BRIEF
Please quote word for word the lines from the one containing "Is there any collapsed" through the one containing "left=0, top=3, right=474, bottom=315", including both, and nothing else.

DATA SECTION
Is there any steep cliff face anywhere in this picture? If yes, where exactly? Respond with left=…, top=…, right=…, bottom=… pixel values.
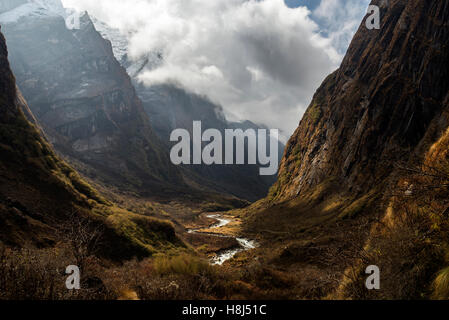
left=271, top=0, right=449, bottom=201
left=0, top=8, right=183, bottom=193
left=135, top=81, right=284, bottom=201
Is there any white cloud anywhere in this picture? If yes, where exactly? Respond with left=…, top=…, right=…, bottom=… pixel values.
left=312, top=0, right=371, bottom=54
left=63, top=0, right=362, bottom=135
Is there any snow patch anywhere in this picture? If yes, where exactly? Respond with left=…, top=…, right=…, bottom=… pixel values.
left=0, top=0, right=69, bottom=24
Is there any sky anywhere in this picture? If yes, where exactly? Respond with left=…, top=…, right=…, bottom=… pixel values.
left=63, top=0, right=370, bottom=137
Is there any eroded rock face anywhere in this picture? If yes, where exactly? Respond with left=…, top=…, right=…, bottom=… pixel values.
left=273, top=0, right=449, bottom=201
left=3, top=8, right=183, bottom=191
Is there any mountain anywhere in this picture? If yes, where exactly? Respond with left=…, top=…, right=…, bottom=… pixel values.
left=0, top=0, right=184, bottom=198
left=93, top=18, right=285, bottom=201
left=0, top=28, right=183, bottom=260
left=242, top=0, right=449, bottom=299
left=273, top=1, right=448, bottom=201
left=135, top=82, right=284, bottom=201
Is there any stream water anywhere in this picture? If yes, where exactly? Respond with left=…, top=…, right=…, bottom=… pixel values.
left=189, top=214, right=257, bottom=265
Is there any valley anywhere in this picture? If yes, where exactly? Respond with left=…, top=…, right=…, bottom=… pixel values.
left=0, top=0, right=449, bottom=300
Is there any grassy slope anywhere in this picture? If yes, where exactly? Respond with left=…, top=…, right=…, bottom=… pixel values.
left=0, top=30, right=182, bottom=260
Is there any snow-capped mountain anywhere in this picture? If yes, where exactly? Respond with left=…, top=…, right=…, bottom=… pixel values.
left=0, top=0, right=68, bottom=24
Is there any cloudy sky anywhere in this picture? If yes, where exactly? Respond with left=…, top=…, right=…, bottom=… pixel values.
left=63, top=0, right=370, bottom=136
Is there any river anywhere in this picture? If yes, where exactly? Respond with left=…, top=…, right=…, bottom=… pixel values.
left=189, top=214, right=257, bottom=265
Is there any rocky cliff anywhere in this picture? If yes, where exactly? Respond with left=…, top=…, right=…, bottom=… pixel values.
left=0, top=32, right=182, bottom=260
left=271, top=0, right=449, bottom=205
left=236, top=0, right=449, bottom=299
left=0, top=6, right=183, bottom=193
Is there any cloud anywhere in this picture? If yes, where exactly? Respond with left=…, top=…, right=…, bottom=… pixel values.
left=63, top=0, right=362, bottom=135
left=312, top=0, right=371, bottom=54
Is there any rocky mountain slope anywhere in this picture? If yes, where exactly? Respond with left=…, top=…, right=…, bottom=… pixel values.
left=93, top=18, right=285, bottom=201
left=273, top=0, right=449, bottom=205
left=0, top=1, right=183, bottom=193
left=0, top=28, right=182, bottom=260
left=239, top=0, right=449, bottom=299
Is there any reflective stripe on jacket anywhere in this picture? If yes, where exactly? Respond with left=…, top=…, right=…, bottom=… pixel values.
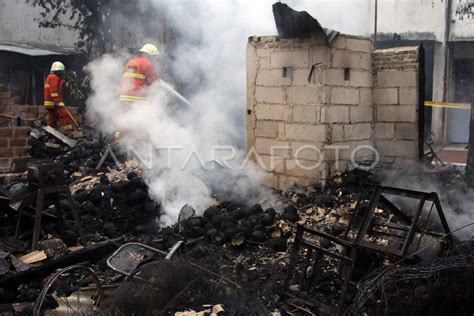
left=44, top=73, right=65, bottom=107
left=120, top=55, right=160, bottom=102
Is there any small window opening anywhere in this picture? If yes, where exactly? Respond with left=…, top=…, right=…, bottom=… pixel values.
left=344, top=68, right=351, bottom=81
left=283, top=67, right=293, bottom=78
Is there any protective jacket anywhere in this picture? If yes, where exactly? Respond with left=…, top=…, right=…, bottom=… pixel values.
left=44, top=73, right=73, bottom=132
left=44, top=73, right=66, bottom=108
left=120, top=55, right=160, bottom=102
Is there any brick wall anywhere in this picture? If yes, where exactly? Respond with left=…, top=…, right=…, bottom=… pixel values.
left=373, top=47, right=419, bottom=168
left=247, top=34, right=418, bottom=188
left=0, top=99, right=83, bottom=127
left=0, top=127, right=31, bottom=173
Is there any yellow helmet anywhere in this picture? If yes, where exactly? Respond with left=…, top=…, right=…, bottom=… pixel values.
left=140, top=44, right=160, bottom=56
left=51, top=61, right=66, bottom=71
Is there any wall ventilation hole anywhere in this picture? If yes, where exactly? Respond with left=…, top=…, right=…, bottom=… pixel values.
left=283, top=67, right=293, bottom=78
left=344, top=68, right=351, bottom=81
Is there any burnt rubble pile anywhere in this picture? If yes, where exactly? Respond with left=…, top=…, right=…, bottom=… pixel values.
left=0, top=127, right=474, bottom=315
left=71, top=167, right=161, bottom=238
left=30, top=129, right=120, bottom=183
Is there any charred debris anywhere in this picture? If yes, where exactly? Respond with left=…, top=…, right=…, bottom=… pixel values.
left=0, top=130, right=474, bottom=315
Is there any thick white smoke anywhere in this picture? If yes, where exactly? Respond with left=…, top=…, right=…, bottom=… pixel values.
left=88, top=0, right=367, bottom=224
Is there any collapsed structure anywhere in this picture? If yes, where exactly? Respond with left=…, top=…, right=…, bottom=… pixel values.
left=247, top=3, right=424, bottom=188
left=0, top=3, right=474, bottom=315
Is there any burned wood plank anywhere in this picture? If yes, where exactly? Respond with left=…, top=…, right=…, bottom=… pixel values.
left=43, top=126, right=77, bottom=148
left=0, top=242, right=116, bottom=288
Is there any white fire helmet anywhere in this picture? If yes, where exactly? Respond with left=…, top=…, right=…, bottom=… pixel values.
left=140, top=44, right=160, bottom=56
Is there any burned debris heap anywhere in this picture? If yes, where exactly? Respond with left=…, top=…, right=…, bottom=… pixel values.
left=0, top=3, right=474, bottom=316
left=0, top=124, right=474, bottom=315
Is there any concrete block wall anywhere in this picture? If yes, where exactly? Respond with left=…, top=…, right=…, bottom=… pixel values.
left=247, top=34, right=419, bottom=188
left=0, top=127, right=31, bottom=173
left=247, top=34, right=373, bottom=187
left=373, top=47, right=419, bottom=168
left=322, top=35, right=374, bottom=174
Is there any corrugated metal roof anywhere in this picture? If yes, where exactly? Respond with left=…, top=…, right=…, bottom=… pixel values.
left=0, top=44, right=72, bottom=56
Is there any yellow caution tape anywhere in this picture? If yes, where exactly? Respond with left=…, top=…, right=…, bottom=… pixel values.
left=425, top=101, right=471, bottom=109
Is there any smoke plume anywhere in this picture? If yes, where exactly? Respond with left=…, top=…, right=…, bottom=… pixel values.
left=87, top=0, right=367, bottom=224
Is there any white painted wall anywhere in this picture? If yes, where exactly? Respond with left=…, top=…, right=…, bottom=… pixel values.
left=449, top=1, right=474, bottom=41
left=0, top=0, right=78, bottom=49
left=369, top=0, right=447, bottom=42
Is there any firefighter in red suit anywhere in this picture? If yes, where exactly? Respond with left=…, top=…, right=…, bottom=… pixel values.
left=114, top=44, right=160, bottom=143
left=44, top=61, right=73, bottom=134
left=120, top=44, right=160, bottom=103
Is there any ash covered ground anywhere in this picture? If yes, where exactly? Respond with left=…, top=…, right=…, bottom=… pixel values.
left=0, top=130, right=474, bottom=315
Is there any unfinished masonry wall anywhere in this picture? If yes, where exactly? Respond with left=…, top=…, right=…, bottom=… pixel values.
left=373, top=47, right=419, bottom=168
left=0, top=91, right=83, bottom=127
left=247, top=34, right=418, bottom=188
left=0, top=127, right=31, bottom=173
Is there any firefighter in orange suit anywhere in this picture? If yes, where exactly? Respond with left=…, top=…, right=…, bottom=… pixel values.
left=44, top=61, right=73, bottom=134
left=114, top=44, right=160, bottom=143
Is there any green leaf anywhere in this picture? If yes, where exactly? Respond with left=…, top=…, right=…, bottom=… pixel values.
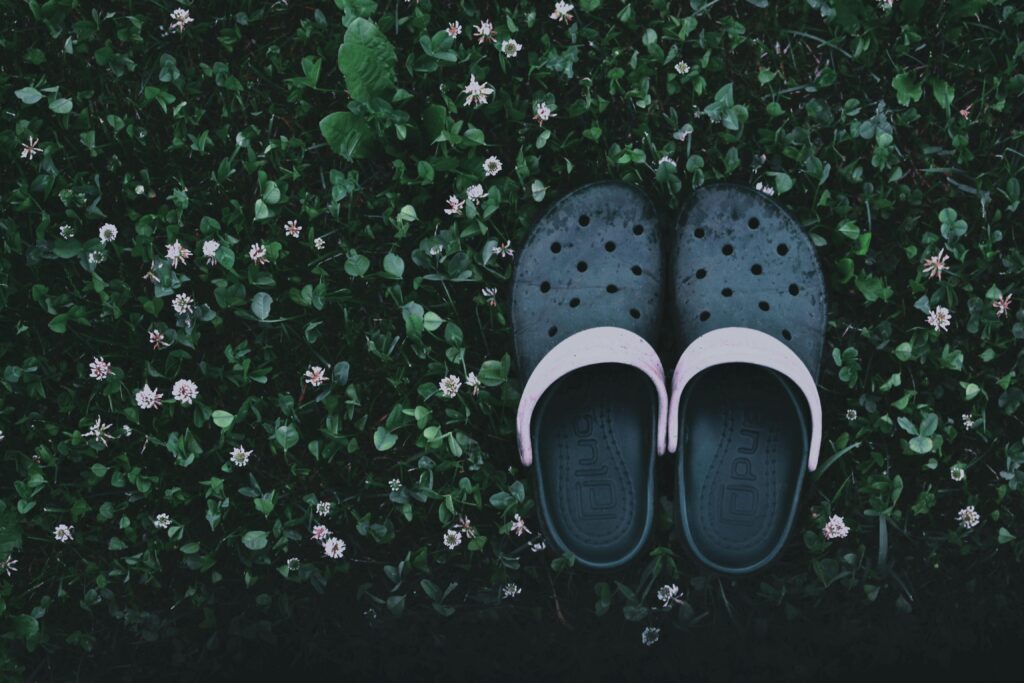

==

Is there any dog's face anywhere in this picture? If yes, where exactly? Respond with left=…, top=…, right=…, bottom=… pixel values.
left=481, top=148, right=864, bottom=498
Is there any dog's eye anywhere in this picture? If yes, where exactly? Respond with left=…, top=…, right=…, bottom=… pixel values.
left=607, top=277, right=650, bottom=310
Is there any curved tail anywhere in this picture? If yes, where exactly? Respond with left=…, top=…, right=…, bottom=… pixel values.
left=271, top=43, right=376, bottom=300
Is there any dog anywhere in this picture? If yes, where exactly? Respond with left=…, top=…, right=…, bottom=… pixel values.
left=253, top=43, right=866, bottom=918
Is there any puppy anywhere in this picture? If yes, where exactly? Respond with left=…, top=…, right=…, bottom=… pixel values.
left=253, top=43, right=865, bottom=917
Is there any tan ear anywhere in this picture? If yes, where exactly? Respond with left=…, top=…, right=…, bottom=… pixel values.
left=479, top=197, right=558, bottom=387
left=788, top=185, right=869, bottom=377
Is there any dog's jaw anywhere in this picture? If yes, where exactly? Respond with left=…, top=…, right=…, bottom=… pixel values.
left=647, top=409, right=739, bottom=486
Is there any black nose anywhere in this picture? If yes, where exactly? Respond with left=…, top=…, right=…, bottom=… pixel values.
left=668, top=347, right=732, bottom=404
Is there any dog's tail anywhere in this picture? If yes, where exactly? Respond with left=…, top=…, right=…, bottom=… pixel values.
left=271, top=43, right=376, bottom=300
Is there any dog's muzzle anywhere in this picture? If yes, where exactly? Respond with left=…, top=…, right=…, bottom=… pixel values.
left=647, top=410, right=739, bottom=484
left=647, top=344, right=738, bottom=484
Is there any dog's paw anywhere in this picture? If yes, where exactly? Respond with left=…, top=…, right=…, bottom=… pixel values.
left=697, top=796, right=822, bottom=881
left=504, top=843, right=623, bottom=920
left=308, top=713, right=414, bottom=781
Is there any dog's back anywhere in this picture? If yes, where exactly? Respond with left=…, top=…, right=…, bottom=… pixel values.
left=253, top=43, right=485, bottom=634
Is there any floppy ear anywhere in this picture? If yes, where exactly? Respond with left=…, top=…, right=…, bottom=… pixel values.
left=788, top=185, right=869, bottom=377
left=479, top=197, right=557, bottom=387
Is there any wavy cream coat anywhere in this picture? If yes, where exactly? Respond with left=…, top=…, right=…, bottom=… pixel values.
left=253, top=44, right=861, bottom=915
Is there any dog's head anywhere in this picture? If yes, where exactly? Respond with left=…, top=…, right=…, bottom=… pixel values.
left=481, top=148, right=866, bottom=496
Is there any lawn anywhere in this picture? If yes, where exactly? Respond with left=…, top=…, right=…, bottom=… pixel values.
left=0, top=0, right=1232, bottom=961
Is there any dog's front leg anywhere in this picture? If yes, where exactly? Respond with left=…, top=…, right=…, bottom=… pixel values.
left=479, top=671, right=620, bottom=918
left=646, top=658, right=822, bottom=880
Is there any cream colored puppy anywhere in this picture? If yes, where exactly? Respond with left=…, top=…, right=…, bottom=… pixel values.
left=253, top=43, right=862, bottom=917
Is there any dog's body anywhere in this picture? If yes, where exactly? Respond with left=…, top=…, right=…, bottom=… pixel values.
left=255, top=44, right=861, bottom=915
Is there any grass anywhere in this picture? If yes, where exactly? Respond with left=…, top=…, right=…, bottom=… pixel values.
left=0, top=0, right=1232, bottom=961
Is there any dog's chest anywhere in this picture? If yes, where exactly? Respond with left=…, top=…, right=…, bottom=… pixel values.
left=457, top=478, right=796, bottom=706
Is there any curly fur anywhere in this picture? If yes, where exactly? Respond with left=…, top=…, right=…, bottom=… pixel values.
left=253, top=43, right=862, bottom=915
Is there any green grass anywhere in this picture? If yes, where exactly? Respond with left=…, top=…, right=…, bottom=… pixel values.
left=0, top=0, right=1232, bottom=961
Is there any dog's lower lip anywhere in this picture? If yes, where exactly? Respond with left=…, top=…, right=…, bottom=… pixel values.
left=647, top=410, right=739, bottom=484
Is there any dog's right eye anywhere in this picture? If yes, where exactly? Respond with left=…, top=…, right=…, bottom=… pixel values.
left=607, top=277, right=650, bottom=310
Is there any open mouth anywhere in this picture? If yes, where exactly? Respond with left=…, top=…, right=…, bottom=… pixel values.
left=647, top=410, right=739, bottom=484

TASK ANSWER
Is there any collapsed structure anywhere in this picture? If yes, where exactly? Respond with left=…, top=…, right=…, bottom=… pixel values.
left=247, top=3, right=424, bottom=188
left=0, top=3, right=474, bottom=315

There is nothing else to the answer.